Render every line of the entries below as a Markdown table with the columns Row and Entry line, numbering each row and omitting any blank lines.

ITEMS »
>> start
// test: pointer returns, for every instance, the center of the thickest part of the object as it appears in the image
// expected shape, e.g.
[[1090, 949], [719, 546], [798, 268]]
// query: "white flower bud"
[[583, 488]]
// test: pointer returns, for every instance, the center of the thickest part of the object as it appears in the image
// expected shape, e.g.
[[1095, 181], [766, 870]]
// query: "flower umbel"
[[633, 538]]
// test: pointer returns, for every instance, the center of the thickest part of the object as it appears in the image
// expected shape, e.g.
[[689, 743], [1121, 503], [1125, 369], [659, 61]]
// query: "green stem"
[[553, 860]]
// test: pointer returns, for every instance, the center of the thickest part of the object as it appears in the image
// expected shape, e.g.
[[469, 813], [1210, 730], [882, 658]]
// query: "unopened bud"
>> end
TASK OUTPUT »
| Row | Entry line |
|---|---|
| 1 | // test: pointer returns, for every instance, the center of the thickest part of the object as it appears in the image |
| 2 | // expected shape, e.g. |
| 3 | [[1090, 949], [719, 546], [798, 268]] |
| 4 | // query: "white flower bud" |
| 5 | [[583, 488]] |
| 6 | // test: pointer returns, for every instance, the center of the thickest part of the object as it appears in the image |
| 7 | // expected shape, e.g. |
| 8 | [[1095, 181], [766, 870]] |
| 9 | // query: "flower umbel" |
| 10 | [[633, 538]] |
| 11 | // test: pointer returns, for every instance, the center of the thickest part of the object as it appears in the image |
| 12 | // expected shape, e.g. |
| 13 | [[689, 743], [1121, 503], [1125, 369], [659, 61]] |
| 14 | // query: "green stem" |
| 15 | [[553, 860]] |
| 16 | // test: pointer returns, for every instance, the center of the thickest part of the object as it appears in the image |
| 17 | // expected shape, e.g. |
| 18 | [[469, 813], [1210, 730], [882, 658]] |
| 19 | // query: "unopened bud" |